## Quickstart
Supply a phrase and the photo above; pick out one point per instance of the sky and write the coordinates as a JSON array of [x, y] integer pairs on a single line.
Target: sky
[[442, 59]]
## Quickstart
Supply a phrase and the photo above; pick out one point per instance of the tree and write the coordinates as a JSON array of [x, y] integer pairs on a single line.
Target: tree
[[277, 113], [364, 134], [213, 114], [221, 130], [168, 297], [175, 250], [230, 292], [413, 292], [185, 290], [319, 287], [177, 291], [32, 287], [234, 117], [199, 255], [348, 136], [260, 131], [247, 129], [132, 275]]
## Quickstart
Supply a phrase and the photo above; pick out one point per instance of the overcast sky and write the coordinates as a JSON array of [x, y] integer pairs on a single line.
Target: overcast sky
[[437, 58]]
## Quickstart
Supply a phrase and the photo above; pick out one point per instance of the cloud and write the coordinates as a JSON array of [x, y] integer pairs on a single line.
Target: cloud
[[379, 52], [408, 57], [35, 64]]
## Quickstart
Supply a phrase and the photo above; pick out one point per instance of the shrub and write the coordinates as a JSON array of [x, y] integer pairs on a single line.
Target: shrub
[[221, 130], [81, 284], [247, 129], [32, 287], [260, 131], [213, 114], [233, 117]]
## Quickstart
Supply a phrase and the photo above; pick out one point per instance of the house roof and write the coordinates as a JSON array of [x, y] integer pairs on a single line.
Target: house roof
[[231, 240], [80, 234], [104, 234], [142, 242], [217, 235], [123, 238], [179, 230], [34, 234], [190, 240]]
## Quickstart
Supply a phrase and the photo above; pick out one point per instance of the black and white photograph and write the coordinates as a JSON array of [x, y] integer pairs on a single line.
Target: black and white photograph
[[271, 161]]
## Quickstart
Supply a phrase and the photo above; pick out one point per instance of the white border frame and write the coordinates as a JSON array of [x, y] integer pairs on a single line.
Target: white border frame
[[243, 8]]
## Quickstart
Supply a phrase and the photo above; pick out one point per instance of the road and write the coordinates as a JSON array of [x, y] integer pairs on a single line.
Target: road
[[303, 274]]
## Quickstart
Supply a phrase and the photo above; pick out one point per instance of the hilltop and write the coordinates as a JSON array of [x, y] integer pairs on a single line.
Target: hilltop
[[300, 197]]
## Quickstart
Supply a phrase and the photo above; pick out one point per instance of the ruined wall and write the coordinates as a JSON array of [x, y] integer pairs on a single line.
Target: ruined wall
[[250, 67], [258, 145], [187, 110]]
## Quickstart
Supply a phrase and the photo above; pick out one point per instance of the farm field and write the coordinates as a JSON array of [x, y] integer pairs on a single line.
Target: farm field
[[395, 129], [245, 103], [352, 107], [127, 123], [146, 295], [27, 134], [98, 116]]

Work instructions:
Starting from the line that contains "of the white", reproduce each line of the data exactly through the last one.

Output for this task:
Supply a phrase and the photo above; pick out one point per instance of the white border frame and write the coordinates as a JSON array of [x, y] integer pairs on a single line.
Target: white border frame
[[243, 8]]
## Quickstart
Supply a phrase and the photo above; pick out one point per instance of the road and write the coordinates as a JSON array of [x, y] integer pairs on a single line.
Target: road
[[303, 274]]
## Quickstart
Supply a phrase and the photo above; pick out one point per instance of the hilltop and write the coordinates as a JSON array of [x, y] integer pairs on a single line.
Target: hilltop
[[300, 197]]
## Quickstart
Supply a phrase and the photo above; pick out one point per instance of the ruined wall and write the coordinates as a JSON array of [x, y] integer pairs on a single line.
Target: ruined wall
[[250, 67], [258, 145], [187, 110]]
## Quickstart
Supply a phrase and the photo above; pick out one point per instance of the farm field and write the coordinates as a JSON array of [x, y] integer pairs on a single line.
Target: farm field
[[395, 129], [245, 103], [352, 107], [127, 123], [146, 295], [27, 134], [98, 116]]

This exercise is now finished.